> Instrução de trabalho 1: Copie do diário de quarentena o trecho que começa em "Nunca pensei que" e segue até "bom banho quente.".
> Instrução de trabalho 2: Indique se cada afirmação está de acordo com o diário de quarentena, respondendo sim ou não e citando as palavras decisivas do texto: (a) O livro lido durante a quarentena tem quase 800 páginas. (b) O quarto onde decorre o treino tem mais de 50 m2. (c) A autobiografia de Obama foi uma prenda de Natal do pai.
> Instrução de trabalho 3: Segundo o diário de quarentena, que exercícios compõem o circuito de treino escolhido?

> Texto fornecido:
Diário de uma quarentena na Austrália: a rotina e o regresso à liberdade! (por Pedro Felner)

Nunca pensei que a prenda de Natal da minha mãe me poderia vir a ser tão útil. A autobiografia de Obama tem sido uma autêntica inspiração e a minha companheira de muitas horas de leitura. As quase 800 páginas do livro têm-se revelado insuficientes para a minha vontade de o ler e para o tempo disponível. Às tantas dou por mim a “poupar” o livro, pensando para os meus botões: “não leias tanto que isto tem de aguentar até ao fim da quarentena”.

Entretanto os dias foram passando e lá consegui convencer-me a cuidar do físico. Comecei a pensar num programa de treino adaptado a um quarto com pouco mais de 20m2. Optei por um circuito simples, a fazer lembrar as poucas semanas que cumpri no serviço militar: umas flexões de braços, alternadas com abdominais, agachamentos e umas corridas curtas. Deu para transpirar e para justificar um bom banho quente.

Dados de localização por ponto de cada instância:

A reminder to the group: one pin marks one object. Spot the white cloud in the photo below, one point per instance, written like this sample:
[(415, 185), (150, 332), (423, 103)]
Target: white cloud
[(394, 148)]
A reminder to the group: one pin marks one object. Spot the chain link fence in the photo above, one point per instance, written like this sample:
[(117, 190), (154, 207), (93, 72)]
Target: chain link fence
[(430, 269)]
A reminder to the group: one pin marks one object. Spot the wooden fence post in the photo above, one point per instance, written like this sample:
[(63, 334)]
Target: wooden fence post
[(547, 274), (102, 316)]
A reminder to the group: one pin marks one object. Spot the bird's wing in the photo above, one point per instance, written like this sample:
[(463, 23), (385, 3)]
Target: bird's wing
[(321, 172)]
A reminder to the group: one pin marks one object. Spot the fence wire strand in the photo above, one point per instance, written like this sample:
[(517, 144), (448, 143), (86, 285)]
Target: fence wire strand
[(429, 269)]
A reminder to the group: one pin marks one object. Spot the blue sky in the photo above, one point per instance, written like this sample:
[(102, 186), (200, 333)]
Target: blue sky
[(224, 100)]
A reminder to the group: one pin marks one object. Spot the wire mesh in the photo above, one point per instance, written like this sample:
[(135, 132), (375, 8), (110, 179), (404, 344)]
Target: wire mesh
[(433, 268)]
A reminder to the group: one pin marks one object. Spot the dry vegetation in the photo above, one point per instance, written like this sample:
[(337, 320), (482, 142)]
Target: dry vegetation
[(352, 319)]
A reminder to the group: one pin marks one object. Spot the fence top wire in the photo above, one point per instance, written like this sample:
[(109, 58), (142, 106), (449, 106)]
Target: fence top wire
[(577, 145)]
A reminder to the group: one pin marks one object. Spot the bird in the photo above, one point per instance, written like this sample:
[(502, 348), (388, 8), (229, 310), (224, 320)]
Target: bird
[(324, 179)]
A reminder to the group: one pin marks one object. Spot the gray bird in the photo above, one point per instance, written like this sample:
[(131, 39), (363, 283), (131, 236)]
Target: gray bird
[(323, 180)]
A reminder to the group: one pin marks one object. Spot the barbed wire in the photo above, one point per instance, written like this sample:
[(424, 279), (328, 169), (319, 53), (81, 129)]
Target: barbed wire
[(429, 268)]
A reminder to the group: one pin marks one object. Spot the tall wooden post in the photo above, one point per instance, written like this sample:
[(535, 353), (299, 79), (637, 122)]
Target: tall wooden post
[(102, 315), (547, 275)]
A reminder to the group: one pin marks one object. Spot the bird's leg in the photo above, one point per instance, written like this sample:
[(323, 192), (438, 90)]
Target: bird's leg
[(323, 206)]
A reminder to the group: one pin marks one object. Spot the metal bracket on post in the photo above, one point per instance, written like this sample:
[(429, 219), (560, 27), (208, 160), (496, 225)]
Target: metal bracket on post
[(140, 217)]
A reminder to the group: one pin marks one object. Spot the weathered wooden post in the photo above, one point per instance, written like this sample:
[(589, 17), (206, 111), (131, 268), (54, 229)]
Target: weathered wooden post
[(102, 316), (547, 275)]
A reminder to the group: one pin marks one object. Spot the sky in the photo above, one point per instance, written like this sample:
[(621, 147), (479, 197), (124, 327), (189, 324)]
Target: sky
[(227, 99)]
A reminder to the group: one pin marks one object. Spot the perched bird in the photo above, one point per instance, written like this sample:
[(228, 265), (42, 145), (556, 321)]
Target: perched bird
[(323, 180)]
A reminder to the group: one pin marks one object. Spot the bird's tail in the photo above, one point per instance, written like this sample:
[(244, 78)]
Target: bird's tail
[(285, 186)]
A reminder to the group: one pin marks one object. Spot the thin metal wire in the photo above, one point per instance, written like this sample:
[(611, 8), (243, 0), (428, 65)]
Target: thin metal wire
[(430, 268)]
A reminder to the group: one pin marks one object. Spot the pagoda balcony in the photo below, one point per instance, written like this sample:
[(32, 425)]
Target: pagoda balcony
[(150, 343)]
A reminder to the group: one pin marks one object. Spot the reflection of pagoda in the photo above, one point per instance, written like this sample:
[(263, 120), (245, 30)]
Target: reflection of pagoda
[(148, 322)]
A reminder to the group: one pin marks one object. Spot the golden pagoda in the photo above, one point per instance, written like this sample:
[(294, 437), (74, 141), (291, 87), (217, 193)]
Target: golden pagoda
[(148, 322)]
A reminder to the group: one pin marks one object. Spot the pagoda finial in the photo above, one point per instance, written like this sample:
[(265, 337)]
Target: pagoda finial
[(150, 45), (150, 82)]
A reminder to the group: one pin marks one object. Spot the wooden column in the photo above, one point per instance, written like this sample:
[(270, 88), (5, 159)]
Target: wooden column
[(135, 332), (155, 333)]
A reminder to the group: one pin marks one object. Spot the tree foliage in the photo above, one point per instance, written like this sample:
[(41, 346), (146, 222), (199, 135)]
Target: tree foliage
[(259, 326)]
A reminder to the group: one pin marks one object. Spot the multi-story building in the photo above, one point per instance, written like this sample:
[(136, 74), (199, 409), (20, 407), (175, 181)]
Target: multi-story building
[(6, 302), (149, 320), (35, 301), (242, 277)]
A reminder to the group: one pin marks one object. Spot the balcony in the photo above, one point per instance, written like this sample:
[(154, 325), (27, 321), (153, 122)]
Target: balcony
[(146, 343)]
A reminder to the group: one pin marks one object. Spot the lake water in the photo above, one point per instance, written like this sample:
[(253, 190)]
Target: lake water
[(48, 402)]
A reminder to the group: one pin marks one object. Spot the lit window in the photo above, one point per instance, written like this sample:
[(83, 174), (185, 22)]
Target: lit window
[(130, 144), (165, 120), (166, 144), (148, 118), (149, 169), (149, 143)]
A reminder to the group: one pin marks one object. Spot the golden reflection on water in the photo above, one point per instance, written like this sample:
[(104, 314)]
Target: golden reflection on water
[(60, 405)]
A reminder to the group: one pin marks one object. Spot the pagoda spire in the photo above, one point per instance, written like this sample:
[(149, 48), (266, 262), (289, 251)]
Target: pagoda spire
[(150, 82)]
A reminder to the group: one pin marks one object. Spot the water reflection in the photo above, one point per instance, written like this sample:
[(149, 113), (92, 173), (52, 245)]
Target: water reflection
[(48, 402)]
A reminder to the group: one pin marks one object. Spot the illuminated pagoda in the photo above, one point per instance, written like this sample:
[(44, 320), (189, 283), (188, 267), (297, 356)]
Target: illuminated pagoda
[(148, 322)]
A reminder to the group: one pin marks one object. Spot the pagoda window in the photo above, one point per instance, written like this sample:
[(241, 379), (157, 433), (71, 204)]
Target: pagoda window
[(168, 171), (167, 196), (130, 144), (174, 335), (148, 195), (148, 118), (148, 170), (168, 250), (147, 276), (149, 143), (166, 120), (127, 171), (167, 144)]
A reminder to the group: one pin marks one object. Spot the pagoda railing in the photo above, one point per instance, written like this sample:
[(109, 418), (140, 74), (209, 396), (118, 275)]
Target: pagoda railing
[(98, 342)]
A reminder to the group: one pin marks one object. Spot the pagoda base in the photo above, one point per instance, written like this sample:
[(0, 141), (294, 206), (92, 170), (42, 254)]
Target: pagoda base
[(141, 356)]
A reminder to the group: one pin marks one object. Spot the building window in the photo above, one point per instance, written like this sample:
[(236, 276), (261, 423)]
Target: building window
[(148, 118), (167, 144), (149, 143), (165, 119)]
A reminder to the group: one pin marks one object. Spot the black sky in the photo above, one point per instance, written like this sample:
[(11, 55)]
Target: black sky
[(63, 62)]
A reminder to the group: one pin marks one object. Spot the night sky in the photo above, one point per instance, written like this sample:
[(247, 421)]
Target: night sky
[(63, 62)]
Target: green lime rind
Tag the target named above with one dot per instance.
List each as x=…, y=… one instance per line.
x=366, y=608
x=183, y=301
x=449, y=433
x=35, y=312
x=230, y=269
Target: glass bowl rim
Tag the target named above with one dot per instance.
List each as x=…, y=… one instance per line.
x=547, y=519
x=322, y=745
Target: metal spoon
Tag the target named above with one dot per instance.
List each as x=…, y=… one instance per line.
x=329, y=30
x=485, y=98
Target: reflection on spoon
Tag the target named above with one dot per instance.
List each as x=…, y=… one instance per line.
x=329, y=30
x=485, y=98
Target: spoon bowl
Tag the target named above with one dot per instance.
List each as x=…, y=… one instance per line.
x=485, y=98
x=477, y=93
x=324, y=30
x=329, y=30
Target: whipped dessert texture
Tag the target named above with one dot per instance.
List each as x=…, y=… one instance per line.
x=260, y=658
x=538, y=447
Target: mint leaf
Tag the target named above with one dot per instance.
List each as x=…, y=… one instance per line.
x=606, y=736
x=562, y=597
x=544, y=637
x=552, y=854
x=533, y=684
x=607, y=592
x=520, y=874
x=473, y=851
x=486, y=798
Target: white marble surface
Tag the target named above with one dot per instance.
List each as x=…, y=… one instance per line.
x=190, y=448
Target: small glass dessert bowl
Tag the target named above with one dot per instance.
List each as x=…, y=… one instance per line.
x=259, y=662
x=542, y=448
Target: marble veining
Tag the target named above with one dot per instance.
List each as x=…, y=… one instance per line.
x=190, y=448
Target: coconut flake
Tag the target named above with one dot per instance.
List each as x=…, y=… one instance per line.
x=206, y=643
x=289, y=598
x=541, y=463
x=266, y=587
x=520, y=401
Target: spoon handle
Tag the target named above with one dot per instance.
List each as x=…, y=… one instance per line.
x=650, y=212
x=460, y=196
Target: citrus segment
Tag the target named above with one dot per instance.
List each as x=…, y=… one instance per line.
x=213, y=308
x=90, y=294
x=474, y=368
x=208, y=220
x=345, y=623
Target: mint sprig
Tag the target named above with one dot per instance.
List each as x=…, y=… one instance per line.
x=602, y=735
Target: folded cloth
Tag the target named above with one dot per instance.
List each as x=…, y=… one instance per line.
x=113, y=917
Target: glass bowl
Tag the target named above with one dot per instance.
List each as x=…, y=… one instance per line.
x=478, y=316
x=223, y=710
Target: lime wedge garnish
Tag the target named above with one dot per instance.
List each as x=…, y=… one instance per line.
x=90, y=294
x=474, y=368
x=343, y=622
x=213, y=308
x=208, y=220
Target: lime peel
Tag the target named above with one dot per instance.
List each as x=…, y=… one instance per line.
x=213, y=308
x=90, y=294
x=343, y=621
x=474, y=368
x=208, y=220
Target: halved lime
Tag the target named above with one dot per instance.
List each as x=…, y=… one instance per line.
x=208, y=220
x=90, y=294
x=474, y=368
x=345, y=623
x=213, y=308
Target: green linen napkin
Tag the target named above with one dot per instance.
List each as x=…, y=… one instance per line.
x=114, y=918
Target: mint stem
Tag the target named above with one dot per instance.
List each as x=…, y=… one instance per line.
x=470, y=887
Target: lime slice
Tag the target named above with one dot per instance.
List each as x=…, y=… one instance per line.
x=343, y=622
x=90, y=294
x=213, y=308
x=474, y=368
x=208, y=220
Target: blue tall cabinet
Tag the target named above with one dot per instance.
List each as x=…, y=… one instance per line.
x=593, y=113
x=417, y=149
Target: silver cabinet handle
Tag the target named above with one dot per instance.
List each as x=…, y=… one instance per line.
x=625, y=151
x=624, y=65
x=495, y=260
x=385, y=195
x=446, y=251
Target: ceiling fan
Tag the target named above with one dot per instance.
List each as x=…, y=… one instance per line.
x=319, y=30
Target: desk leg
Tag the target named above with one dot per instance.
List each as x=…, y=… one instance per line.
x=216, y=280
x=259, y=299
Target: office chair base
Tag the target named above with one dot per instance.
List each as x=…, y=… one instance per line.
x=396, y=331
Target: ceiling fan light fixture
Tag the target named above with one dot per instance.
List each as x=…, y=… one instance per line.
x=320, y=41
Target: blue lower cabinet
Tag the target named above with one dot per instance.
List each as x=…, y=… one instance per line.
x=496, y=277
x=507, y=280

> Resultado 1:
Nunca pensei que a prenda de Natal da minha mãe me poderia vir a ser tão útil. A autobiografia de Obama tem sido uma autêntica inspiração e a minha companheira de muitas horas de leitura. As quase 800 páginas do livro têm-se revelado insuficientes para a minha vontade de o ler e para o tempo disponível. Às tantas dou por mim a “poupar” o livro, pensando para os meus botões: “não leias tanto que isto tem de aguentar até ao fim da quarentena”.

Entretanto os dias foram passando e lá consegui convencer-me a cuidar do físico. Comecei a pensar num programa de treino adaptado a um quarto com pouco mais de 20m2. Optei por um circuito simples, a fazer lembrar as poucas semanas que cumpri no serviço militar: umas flexões de braços, alternadas com abdominais, agachamentos e umas corridas curtas. Deu para transpirar e para justificar um bom banho quente.

> Resultado 2:
(a) Sim: "As quase 800 páginas do livro".
(b) Não: "um quarto com pouco mais de 20m2".
(c) Não: "a prenda de Natal da minha mãe".

> Resultado 3: Flexões de braços, abdominais, agachamentos e corridas curtas.